__EXERCISE__:
Copy every row below word for word, leaving out the pictures.

__RECORDS FOR THE EXERCISE__:
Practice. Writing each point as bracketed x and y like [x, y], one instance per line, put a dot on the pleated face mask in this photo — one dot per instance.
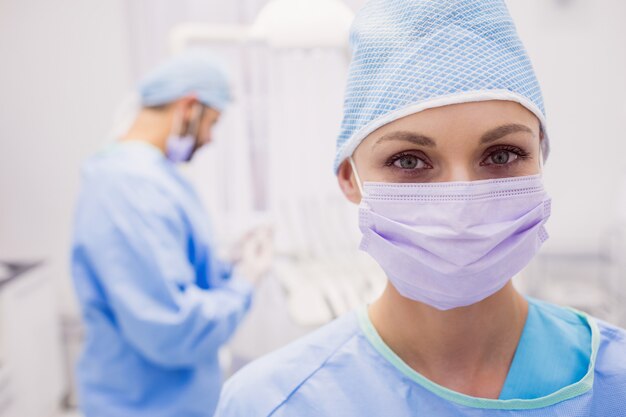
[453, 244]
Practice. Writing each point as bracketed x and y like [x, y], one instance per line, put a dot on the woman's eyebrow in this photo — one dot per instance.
[502, 131]
[414, 138]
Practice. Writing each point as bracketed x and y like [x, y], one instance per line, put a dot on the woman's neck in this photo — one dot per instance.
[468, 349]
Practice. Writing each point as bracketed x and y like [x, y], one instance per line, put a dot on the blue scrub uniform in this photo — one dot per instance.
[156, 303]
[567, 364]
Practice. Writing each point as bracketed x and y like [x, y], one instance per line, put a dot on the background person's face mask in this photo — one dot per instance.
[453, 244]
[180, 148]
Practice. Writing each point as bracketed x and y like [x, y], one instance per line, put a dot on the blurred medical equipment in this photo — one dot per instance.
[30, 342]
[253, 255]
[292, 63]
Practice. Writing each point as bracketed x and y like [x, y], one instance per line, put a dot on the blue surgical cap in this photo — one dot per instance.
[412, 55]
[191, 72]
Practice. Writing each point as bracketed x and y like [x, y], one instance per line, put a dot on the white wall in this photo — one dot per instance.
[578, 48]
[64, 67]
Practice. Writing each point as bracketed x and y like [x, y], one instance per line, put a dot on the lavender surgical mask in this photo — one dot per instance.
[453, 244]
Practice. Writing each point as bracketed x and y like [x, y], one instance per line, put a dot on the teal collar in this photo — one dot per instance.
[566, 393]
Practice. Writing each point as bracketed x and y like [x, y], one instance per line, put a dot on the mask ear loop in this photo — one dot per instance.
[196, 116]
[356, 176]
[542, 138]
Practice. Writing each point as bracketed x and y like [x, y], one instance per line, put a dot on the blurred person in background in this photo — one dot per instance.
[156, 301]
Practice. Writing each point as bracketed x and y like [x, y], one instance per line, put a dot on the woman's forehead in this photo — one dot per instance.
[468, 119]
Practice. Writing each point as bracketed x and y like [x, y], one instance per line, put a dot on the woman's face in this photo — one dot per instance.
[460, 142]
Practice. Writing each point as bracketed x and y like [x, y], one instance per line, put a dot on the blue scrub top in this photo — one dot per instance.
[566, 364]
[157, 304]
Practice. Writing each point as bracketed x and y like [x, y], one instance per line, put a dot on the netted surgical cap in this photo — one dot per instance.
[192, 72]
[411, 55]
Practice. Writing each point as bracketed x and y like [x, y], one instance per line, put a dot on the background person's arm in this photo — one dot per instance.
[137, 246]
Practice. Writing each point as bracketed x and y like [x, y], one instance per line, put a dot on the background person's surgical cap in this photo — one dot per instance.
[411, 55]
[191, 72]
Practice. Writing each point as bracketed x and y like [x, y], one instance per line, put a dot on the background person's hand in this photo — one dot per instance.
[254, 253]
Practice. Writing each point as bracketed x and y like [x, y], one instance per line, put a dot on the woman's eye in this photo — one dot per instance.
[409, 162]
[501, 158]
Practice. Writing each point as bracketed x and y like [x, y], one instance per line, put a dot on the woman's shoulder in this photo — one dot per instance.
[267, 383]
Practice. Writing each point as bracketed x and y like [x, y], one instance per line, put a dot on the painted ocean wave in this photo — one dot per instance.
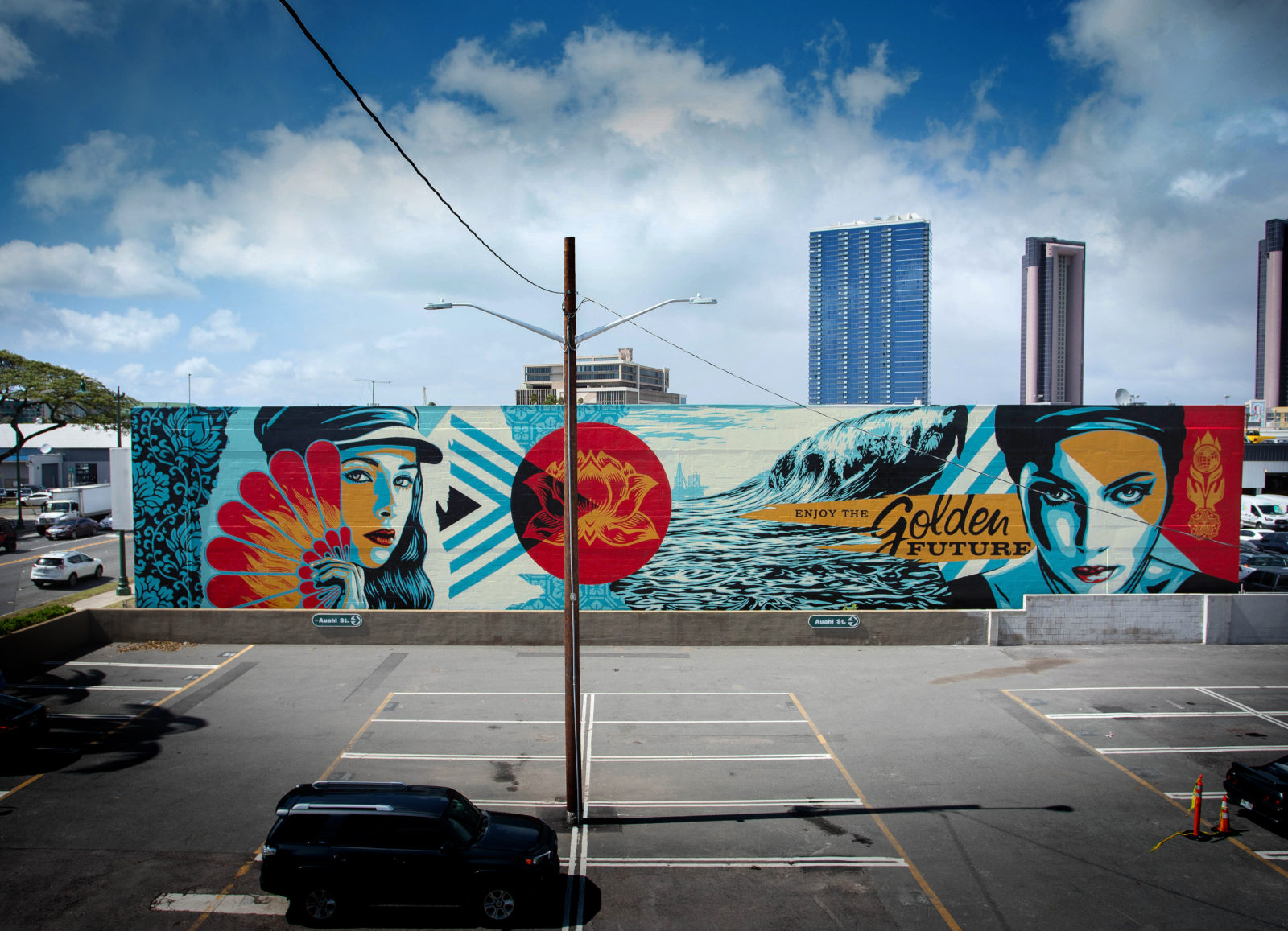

__EXERCISE SOLUTION__:
Practice. Writing each point as bracketed x and y like [x, y], one instance per line, put a dot on the pleated face mask in this photo — one dot per instance.
[453, 244]
Practice. Writing each point as bracketed x and y like [x, y], one instance per line, put a dot on the woman's eyebrow in this photo — one dot per instance.
[502, 131]
[414, 138]
Practice. Writing each point as bracketed x and y like [x, y], one instance per line, put a dot on the woman's neck in this photo — one dot per instance.
[468, 349]
Practice. Writing each point as bracketed x and y like [x, y], one instance per line, put a dot on the blue scrub uniform in this photo — one dot per instance.
[156, 303]
[567, 364]
Practice. Writing each point as bracketed x and y like [x, y], one instance per line, put a dot on the background person's face mask in this photo — one dot per instance.
[453, 244]
[180, 148]
Practice. Writing each point as bracketed x and y like [x, y], one instance per line, put a dot on the blurred medical equipment in this photo — one dot per instance.
[30, 342]
[253, 255]
[292, 63]
Practice. Writing each point as bracketed x and y like [x, y], one instance per line, put a dot on the blue surgical cap in this photo — one dot per instance.
[412, 55]
[191, 72]
Practice. Writing each point as bracketed x and y like [x, y], one instance per line, put a dot on the white wall in this photo — one dot per instance.
[578, 48]
[64, 67]
Practice. Writing each point as bracketed x and y like [x, y], one instance per line, put a dot on the lavender surgical mask in this photo — one dot per instance.
[453, 244]
Practice. Writing each point as bracketed x and y like [x, y], one instance per line, put a dot on the teal collar in this photo — one dot per instance.
[566, 393]
Practice. Writing each point as bracketed x and y like [x, y], one instance per line, put a dot on the mask ear loop in this photo — one dot per instance.
[196, 116]
[356, 176]
[542, 138]
Practice. Writing each point as bracketed x and y like [x, y], one instance per line, put a dot on the blurred person in background in this photo — one dot per instance.
[156, 301]
Practice. Writing each point as bracketed x and y like [x, y], one instance per line, put a dot on the woman's forehead in this photo — one dot per instance.
[468, 119]
Practice. Writing each point as bracketed x and y like [x, y], one instance per line, put a dot on the woman's face in this photo — one dot per instance.
[460, 142]
Practice. Writing each point as bracketed x and y like [x, y], one instance per line, put a dot on the blue scrub top in this photo — one dot per instance.
[566, 364]
[157, 304]
Practice. Writing each point as bracketed x and y like [x, y], one instance per line, put a dot on the netted surgical cap in this photo — one dot per instance.
[192, 72]
[411, 55]
Practice. Writing each point as bracketed x and y like [x, y], one instance per line, put a dot on the background person's arm in this photo — one dot per instance.
[137, 246]
Practice. Writing each point as bracketed x and y like [x, y], one instance per line, put a dot on the background person's surgical cap in this photo — one dot per instance.
[411, 55]
[191, 72]
Practice. Writing each point as bracketed x and y like [x, y], one instance per line, put a dot on the background person's hand in this photo — one dot per instance.
[254, 253]
Practice. Writing each point as bracketed x and y like [x, y], one instance per line, put a dot on the woman's eye in this photo — one dot per instance.
[409, 162]
[501, 158]
Practice. Writing each point as bracketed x and y like [x, y], one instance per line, put a dot on the woman's shoulder in this photo — one dot per instance.
[267, 383]
Practice. Writing each point as bracketed x and y like [x, y], one instance per line, put a dot on the painted ocean wave in this photo — one dot per instance.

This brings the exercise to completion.